_出題 A_: 下の行から、「line」という文字列を含む行をすべて集めて、そのまま書き写してください。大文字と小文字は区別します。

そんな彼らの音楽性は、フガジやジョーボックスなどの影響を感じさせつつも、メタリックで硬質なギターのリフが随所に盛り込まれているというのが特徴的。
ヘルメットなどのバンドによるオルタナティブメタルと呼ばれるジャンルに近しい質感であり、そのような感性から生まれる独自のソリッドなグルーヴは彼らならではのものですね。
さらに言えば初期の頃にザ・スミスの名曲『How Soon Is Now?』をカバーするなど、UKロックへの憧れも感じさせる音作りにも注目してみてほしいですね。
【洋楽】ポストハードコアとは~代表的なバンドまとめ(11〜20)
Celebrated SummerHüsker Dü

パンクといえば細身のスタイルで派手なヘアースタイル……といったイメージがあるでしょうし、ハードコアパンクはいかつい印象を持たれている方も多いでしょう。
そのどちらにも当てはまらない普段着のような地味とも言えるスタイルで、ハードコアパンクシーンに登場した伝説のバンドがハスカー・ドゥです。
彼らは実際に活動していた時期も熱狂的な人気を得てはいたのですが、むしろ後続のオルタナティブロック系のバンドたちがこぞって影響を公言、解散後に本格的に評価されたタイプのバンドなのですね。
ハードコアシーンにおいて当初から異彩を放っていた彼らは1979年にアメリカはミネソタ州にて結成、特徴的なバンド名は1970年代のボードゲームの名称だそうです。

_出題 B_: 上の本文を、一字も変えずに最初から最後まで抜き出してください。

_入力データ_:
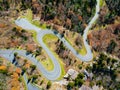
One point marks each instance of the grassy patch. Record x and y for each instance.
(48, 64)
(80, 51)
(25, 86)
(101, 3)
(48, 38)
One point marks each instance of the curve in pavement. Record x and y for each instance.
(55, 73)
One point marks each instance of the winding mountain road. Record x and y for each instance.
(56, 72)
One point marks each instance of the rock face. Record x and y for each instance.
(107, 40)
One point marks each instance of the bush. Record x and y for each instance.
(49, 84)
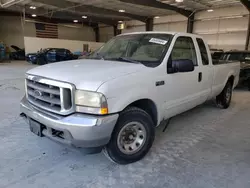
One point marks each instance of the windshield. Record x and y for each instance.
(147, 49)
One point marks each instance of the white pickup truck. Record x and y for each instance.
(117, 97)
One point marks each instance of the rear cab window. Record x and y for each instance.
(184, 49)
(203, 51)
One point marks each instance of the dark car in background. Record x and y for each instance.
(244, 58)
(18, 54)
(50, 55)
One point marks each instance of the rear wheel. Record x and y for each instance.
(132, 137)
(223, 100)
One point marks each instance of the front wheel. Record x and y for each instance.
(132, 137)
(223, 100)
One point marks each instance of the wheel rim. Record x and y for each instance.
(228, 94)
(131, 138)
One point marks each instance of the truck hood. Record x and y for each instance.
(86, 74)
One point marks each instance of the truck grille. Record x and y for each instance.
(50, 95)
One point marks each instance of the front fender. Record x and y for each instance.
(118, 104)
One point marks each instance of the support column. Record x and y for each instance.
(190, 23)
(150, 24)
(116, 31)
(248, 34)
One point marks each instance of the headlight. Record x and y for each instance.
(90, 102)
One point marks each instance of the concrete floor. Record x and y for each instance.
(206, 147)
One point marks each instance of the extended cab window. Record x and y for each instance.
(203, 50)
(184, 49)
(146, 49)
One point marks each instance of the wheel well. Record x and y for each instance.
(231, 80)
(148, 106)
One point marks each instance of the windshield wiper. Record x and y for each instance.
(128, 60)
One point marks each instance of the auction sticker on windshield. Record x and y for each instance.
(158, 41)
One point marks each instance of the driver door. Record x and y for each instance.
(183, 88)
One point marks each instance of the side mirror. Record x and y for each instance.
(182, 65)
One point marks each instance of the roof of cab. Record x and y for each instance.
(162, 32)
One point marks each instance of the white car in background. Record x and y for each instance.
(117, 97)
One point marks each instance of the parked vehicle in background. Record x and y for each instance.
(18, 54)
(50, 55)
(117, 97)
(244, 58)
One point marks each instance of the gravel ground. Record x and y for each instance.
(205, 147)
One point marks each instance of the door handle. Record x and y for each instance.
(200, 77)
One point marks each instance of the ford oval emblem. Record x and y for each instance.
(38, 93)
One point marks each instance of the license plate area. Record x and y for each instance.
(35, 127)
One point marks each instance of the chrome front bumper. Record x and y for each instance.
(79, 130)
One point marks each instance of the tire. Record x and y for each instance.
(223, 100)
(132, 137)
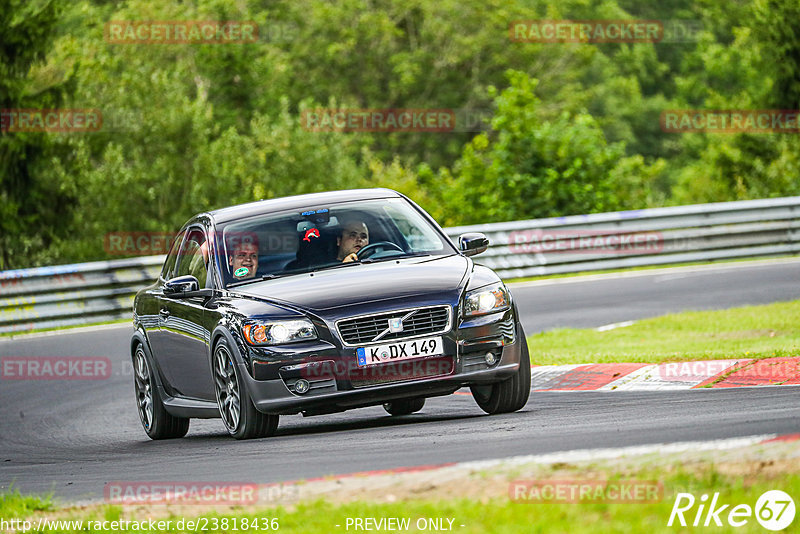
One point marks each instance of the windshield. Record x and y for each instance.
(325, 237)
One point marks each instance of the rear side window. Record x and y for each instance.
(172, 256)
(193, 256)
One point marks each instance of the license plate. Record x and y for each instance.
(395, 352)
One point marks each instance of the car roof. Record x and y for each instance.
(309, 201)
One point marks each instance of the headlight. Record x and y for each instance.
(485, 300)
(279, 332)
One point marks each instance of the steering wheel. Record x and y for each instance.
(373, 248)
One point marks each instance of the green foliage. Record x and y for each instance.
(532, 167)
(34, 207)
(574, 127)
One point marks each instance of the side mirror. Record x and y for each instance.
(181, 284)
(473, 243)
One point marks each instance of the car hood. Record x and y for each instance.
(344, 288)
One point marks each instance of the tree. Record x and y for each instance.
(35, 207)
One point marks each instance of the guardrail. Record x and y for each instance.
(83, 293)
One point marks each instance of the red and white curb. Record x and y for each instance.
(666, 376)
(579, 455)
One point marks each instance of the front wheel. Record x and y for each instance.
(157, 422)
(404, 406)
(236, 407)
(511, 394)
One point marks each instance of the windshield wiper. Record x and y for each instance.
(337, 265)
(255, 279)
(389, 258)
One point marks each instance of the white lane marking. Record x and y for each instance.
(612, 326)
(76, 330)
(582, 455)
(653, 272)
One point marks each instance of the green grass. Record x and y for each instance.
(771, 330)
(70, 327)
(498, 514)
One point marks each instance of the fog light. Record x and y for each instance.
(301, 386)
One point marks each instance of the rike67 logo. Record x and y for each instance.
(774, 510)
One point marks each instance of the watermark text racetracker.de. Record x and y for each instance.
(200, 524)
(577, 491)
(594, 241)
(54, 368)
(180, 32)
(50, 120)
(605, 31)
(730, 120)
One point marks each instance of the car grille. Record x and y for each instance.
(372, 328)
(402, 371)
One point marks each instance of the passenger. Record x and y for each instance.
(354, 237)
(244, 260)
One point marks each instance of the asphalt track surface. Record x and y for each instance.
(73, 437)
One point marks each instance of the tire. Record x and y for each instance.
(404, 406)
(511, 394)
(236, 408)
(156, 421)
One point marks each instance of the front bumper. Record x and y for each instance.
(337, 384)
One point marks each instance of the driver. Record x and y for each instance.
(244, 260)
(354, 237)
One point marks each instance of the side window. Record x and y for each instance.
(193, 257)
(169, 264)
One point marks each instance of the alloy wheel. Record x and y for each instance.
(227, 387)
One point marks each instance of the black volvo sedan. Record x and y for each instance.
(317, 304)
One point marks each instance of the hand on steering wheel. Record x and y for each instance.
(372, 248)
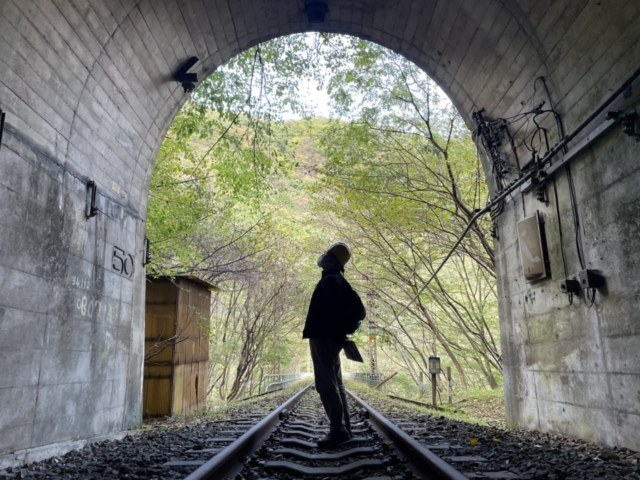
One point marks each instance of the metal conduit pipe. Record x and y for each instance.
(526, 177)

==

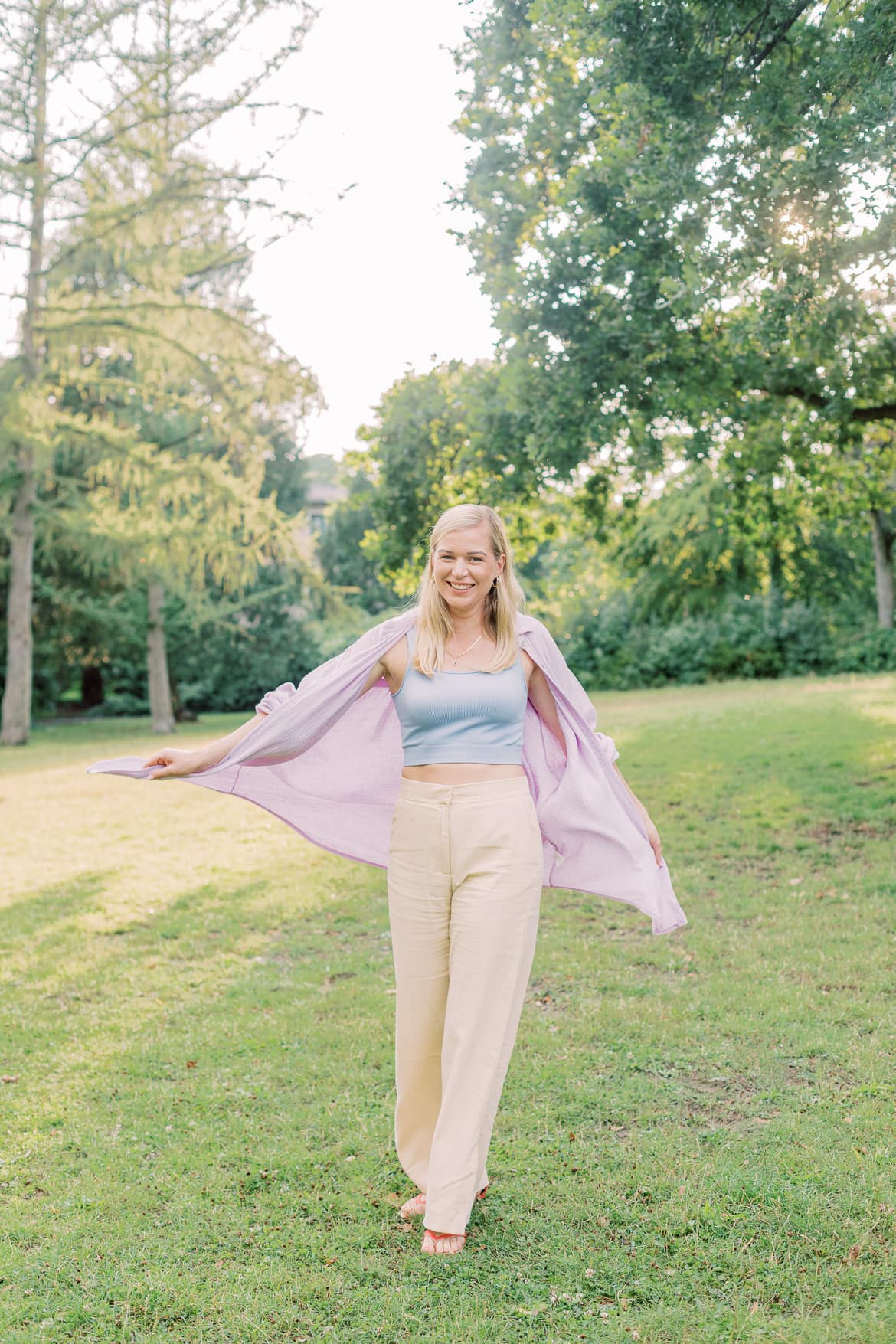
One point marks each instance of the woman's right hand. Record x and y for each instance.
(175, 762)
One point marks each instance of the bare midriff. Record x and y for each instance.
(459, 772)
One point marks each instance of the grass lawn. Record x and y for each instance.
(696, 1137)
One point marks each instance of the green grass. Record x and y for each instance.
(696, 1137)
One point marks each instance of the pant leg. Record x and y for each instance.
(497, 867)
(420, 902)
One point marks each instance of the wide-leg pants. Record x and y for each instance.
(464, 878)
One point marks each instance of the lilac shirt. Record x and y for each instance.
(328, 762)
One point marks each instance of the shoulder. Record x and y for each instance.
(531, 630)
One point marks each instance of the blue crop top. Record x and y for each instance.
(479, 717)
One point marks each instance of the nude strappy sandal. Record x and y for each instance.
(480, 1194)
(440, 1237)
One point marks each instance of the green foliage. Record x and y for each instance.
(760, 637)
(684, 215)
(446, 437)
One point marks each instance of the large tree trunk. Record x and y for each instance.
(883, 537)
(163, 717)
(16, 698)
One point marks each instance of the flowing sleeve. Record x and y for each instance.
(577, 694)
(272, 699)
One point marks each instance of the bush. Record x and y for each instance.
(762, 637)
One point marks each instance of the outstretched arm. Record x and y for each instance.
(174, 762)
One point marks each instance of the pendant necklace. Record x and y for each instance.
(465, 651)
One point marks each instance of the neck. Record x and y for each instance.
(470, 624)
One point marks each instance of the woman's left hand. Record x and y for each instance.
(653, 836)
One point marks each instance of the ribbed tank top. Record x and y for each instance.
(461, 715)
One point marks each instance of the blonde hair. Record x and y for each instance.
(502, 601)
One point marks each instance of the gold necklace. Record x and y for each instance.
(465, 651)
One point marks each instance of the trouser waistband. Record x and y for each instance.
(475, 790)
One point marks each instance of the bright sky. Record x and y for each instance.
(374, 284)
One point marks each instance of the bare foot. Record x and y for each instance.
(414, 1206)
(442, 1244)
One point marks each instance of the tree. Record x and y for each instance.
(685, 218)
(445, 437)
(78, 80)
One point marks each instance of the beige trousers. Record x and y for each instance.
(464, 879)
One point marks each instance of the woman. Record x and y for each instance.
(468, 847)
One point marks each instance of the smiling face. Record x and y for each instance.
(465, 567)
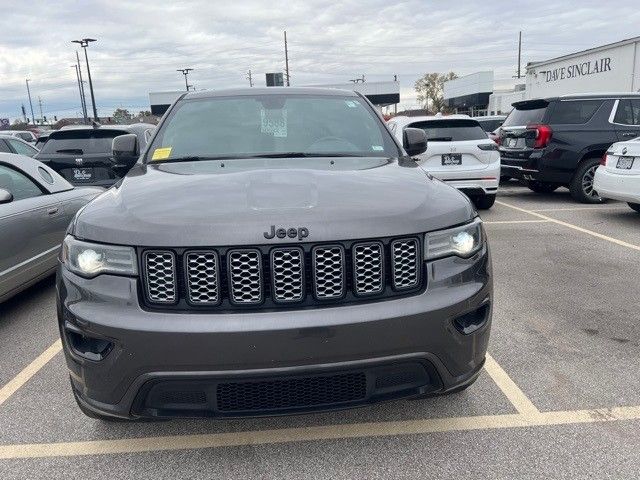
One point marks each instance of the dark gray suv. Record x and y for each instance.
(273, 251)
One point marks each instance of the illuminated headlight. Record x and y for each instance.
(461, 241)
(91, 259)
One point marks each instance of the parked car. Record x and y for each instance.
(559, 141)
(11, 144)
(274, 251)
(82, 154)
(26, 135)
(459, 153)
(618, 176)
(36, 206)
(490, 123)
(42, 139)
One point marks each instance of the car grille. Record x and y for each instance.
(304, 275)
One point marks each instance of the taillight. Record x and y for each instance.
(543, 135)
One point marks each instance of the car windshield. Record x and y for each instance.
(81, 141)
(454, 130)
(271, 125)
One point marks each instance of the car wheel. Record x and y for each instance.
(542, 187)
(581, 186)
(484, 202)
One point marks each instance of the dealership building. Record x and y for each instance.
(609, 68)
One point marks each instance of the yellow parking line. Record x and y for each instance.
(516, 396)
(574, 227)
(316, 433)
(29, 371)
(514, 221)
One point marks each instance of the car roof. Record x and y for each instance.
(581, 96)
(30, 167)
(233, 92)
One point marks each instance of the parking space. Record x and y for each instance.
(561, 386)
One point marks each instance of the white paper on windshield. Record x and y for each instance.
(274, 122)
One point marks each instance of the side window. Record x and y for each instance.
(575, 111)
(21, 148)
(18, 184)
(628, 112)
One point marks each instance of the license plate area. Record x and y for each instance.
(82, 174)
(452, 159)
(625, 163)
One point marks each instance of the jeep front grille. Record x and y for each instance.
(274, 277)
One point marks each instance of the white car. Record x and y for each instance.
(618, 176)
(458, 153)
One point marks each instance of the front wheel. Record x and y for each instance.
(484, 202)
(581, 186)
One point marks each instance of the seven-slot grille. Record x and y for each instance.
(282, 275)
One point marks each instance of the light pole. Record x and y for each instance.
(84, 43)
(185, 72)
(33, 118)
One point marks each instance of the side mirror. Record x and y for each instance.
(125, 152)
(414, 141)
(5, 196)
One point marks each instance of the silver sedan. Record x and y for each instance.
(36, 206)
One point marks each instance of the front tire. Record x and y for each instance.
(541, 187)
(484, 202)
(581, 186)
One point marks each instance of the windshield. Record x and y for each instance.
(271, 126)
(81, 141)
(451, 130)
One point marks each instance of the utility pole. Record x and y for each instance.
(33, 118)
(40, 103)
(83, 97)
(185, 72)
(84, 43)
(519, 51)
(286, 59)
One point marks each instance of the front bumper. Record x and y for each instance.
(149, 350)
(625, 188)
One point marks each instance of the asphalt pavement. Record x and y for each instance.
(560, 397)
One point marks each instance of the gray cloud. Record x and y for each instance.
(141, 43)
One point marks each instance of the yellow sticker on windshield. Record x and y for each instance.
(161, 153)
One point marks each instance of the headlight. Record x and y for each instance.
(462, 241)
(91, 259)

==

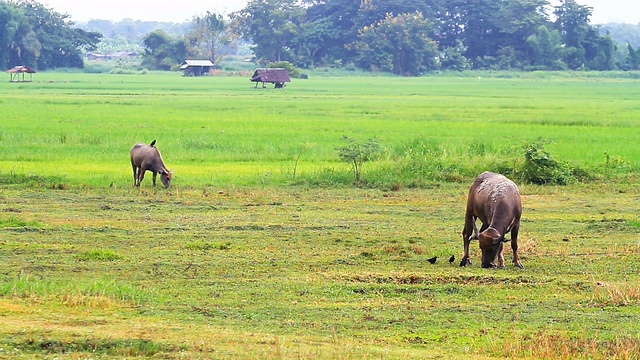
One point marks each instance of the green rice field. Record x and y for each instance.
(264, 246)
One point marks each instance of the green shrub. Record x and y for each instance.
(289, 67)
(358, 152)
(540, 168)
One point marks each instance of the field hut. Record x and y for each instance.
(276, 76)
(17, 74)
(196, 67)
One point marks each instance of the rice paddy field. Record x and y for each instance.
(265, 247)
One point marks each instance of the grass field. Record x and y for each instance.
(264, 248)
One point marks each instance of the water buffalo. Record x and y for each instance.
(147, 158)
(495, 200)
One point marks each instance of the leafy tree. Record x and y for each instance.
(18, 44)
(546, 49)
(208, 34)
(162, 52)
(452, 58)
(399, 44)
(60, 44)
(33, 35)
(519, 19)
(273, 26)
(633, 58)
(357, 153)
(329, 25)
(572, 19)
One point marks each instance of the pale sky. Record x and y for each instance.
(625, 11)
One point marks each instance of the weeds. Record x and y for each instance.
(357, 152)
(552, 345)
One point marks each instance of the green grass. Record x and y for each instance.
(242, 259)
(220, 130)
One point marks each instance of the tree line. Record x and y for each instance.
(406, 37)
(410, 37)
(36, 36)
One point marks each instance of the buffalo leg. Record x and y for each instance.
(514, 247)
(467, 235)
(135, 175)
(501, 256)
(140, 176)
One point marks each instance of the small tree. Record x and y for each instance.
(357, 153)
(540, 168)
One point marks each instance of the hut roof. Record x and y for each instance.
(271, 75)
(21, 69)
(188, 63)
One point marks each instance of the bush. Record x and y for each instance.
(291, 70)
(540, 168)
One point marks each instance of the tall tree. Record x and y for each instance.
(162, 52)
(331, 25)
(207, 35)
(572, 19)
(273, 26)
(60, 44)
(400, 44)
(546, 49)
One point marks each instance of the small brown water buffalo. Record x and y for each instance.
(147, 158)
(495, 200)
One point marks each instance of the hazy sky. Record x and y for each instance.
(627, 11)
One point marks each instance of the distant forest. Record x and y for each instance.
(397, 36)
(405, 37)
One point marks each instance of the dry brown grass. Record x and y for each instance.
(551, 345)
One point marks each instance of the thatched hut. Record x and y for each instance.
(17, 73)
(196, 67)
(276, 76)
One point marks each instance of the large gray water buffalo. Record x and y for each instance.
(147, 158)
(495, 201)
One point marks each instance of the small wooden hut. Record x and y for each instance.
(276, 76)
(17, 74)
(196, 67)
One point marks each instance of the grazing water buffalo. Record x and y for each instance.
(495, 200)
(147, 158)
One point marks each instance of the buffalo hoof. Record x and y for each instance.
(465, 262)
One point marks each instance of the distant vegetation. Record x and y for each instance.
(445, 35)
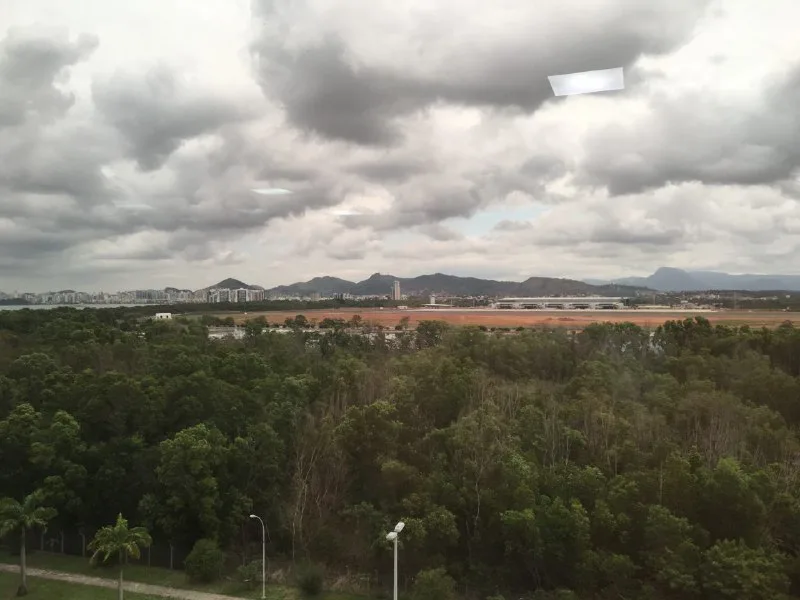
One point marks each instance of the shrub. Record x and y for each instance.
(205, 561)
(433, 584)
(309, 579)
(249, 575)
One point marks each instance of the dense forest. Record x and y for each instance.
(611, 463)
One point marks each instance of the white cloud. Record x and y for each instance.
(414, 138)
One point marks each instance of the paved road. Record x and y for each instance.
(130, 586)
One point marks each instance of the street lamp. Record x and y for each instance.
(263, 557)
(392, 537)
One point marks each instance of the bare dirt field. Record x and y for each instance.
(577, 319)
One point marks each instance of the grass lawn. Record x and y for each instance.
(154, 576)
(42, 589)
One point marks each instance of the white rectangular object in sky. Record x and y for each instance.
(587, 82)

_正解 A_:
One point marks each instance of the yellow parking line. Record x and y for each instance.
One point marks each instance of the tree line. Record x and y for each instance.

_正解 B_:
そんな彼らの音楽性は、フガジやジョーボックスなどの影響を感じさせつつも、メタリックで硬質なギターのリフが随所に盛り込まれているというのが特徴的。
ヘルメットなどのバンドによるオルタナティブメタルと呼ばれるジャンルに近しい質感であり、そのような感性から生まれる独自のソリッドなグルーヴは彼らならではのものですね。
さらに言えば初期の頃にザ・スミスの名曲『How Soon Is Now?』をカバーするなど、UKロックへの憧れも感じさせる音作りにも注目してみてほしいですね。
【洋楽】ポストハードコアとは~代表的なバンドまとめ(11〜20)
Celebrated SummerHüsker Dü

パンクといえば細身のスタイルで派手なヘアースタイル……といったイメージがあるでしょうし、ハードコアパンクはいかつい印象を持たれている方も多いでしょう。
そのどちらにも当てはまらない普段着のような地味とも言えるスタイルで、ハードコアパンクシーンに登場した伝説のバンドがハスカー・ドゥです。
彼らは実際に活動していた時期も熱狂的な人気を得てはいたのですが、むしろ後続のオルタナティブロック系のバンドたちがこぞって影響を公言、解散後に本格的に評価されたタイプのバンドなのですね。
ハードコアシーンにおいて当初から異彩を放っていた彼らは1979年にアメリカはミネソタ州にて結成、特徴的なバンド名は1970年代のボードゲームの名称だそうです。